Directions: Lines from the start of the data through the line containing "[[290, 284], [83, 227], [253, 13]]" must be given again exactly. Leave the others out.

Provided data:
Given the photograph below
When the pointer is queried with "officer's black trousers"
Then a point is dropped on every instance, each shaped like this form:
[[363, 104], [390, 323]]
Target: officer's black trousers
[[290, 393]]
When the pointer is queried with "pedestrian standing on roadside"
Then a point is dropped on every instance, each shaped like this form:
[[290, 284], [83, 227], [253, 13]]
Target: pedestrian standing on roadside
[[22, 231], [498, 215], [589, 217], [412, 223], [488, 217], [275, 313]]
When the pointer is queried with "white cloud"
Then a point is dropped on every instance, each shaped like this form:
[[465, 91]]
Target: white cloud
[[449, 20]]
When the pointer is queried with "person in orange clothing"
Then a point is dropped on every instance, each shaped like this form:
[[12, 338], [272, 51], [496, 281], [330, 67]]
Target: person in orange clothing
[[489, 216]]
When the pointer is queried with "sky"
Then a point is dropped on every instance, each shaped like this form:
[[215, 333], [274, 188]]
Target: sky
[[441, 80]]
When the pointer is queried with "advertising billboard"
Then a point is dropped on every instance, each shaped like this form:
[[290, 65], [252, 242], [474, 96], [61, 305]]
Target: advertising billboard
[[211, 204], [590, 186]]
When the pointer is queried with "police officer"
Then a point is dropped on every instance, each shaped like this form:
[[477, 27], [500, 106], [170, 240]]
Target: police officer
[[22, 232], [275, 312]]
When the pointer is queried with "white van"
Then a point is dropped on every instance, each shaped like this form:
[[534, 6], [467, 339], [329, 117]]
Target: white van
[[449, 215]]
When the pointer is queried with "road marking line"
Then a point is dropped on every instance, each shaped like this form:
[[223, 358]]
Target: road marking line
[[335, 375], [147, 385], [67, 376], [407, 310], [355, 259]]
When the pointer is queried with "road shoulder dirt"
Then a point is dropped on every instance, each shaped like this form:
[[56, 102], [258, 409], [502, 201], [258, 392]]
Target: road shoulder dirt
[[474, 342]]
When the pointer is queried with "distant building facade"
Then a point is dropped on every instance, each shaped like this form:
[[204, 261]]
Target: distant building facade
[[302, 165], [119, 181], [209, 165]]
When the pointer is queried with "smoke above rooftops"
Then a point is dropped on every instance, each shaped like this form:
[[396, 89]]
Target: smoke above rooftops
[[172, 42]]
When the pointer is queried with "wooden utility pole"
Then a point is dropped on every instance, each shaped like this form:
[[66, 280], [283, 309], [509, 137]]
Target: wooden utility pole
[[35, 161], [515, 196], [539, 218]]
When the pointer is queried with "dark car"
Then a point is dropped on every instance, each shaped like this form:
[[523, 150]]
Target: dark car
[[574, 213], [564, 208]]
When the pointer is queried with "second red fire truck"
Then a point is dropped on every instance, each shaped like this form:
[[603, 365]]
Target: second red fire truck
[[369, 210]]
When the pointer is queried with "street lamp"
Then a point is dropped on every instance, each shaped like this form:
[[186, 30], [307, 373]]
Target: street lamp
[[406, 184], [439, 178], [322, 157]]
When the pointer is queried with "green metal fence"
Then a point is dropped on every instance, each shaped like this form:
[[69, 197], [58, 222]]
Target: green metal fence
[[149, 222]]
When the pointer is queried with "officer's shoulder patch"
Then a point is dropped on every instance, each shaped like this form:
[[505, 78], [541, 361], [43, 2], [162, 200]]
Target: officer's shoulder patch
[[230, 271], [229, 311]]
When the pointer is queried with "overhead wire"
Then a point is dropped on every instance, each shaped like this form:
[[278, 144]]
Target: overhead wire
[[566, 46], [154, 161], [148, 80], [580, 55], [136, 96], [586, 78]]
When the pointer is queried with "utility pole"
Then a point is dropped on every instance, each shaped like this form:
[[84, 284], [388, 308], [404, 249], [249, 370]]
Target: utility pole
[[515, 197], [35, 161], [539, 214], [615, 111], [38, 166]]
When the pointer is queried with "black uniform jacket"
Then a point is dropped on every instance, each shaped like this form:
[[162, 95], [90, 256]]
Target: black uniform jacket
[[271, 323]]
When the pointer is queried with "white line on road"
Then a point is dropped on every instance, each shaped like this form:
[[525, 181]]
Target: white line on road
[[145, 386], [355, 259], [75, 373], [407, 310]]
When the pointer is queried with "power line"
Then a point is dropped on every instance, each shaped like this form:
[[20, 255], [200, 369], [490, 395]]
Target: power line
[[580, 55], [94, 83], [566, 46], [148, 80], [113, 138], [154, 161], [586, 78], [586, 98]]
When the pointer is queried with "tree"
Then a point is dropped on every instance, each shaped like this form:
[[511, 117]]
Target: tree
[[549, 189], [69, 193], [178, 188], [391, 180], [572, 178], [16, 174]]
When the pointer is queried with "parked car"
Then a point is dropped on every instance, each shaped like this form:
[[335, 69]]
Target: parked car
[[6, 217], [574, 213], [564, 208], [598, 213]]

Problem solution:
Given the photograph below
When the pointer is queried with "officer's black trousers"
Then a point is dropped on every instance, each shaped like this form:
[[363, 104], [390, 323]]
Target: officer's black trousers
[[290, 393]]
When the pointer is queried with "pedestrian standing on roadside"
Then a point is dropped on every instance, each shaped like this form:
[[290, 284], [83, 227], [253, 13]]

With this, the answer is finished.